- **Directions**: Every line holding the string "window" is to be copied from the entries below.
[Records for this task Boundary: Start]
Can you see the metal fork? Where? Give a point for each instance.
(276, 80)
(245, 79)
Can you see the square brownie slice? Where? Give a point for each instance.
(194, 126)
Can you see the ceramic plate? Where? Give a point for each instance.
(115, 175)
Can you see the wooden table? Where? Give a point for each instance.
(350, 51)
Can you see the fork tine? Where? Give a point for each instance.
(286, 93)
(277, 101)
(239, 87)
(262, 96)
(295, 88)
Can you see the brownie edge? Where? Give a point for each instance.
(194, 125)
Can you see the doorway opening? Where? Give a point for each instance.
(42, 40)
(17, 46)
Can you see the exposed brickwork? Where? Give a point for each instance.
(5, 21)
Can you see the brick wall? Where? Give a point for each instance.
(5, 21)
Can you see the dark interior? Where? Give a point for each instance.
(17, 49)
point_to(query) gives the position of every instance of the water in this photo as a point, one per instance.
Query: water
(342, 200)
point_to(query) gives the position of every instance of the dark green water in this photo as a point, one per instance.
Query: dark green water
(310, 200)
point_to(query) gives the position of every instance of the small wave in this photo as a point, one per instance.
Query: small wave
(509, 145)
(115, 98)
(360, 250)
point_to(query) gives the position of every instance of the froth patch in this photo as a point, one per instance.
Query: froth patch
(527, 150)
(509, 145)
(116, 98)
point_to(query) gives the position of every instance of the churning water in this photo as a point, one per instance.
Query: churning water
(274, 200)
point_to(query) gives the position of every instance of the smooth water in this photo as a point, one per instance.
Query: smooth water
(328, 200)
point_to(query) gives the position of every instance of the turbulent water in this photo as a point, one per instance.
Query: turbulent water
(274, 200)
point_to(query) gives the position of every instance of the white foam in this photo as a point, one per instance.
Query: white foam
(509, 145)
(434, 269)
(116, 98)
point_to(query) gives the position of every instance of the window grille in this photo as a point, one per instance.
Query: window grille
[Records for this task Boundary: End]
- **Response**:
point_to(query) gives the position of every instance of the window grille in this photo as a point, one per instance.
Query: window grille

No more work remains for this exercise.